-- Stored rows --
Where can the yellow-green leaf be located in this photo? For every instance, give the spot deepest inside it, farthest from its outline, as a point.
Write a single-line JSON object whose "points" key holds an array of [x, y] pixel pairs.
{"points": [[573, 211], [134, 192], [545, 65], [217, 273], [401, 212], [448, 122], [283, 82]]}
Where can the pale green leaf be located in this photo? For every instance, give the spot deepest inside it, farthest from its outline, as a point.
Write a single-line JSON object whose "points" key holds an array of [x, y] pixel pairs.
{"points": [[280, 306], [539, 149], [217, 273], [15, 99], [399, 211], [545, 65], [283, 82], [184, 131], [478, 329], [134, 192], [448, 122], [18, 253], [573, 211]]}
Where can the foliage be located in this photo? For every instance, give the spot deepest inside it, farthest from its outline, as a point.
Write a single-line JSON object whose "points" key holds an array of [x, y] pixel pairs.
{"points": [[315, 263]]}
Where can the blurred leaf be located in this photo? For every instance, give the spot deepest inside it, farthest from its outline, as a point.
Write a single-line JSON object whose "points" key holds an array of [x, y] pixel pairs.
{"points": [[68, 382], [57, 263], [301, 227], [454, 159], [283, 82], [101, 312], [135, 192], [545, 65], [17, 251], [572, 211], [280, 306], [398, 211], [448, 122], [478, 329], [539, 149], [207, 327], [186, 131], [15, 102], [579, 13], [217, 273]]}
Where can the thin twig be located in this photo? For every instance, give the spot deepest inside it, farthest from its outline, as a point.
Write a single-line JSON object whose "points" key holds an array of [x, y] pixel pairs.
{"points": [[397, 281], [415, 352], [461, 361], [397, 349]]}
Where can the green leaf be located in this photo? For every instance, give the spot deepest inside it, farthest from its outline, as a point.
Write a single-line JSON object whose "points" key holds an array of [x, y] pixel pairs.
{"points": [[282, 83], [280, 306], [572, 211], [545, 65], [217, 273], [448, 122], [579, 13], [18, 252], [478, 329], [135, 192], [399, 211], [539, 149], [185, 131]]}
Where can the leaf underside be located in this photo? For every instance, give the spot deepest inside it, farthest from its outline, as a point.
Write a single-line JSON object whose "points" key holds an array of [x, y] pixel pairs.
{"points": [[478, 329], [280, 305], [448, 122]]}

-- What you are asked to do --
Reproduce all of the data above verbatim, line by line, without altering any character.

-- Solution for this exercise --
Where can the yellow-green leaf be located in this photo? For every instance, give the spot deepest inside it, farthest from its outline, as a point.
Write a single-line JSON object whose "points" key holds an array of [x, y] pixel pairs.
{"points": [[573, 211], [134, 192], [545, 65], [217, 273], [401, 212], [448, 122], [283, 82]]}
Where can the pale green leaf be located in this photo? For every instance, give the spot deepest inside it, farthest from its outline, as a point.
Write a single-line JSON object whose "points" key holds an array of [x, y] pixel pairs.
{"points": [[280, 306], [539, 149], [217, 273], [15, 99], [399, 211], [545, 65], [283, 82], [184, 131], [478, 329], [134, 192], [448, 122], [18, 253], [573, 211]]}
Where can the foliage be located in this photo? For every instance, give the spot deepest inside it, farthest from its outline, as a point.
Write a single-line JSON object whose "points" key holds an array of [x, y] pixel pairs.
{"points": [[315, 263]]}
Where can the blurred leaf be located in this photo? For every instance, give the spot deepest inside it, farthest from its outline, as a point.
Write a single-line JSON object whose "points" key holds an array of [x, y] pixel pairs.
{"points": [[68, 382], [57, 263], [301, 227], [454, 159], [283, 82], [101, 312], [135, 192], [545, 65], [17, 251], [572, 211], [280, 306], [398, 211], [448, 122], [478, 329], [539, 149], [207, 327], [186, 131], [15, 102], [579, 13], [217, 273]]}
Where can the thin twig be located in this photo? For every instance, give the spot deepest inside it, farthest from its outline, as a point.
Write a single-line JSON object whose "points" key holds an array of [x, y] pixel pairs.
{"points": [[397, 281], [415, 352], [461, 361], [397, 349]]}
Where can the green leaf be located in this photo? For every instance, give the spot deepest inside it, farthest from its outline, as a point.
Write a single-line JSON object whose "points" key holds an array of [x, y] pixel pairs.
{"points": [[282, 83], [280, 306], [572, 211], [545, 65], [217, 273], [448, 122], [579, 13], [18, 252], [478, 329], [135, 192], [399, 211], [539, 149], [185, 131]]}
Where can the leaf underside be located in this photo? For every instance, give the spot deepest inside it, farthest from its outline, as a point.
Write a single-line JSON object whose "points" key holds an array of [x, y] pixel pairs.
{"points": [[478, 329], [280, 305], [448, 122]]}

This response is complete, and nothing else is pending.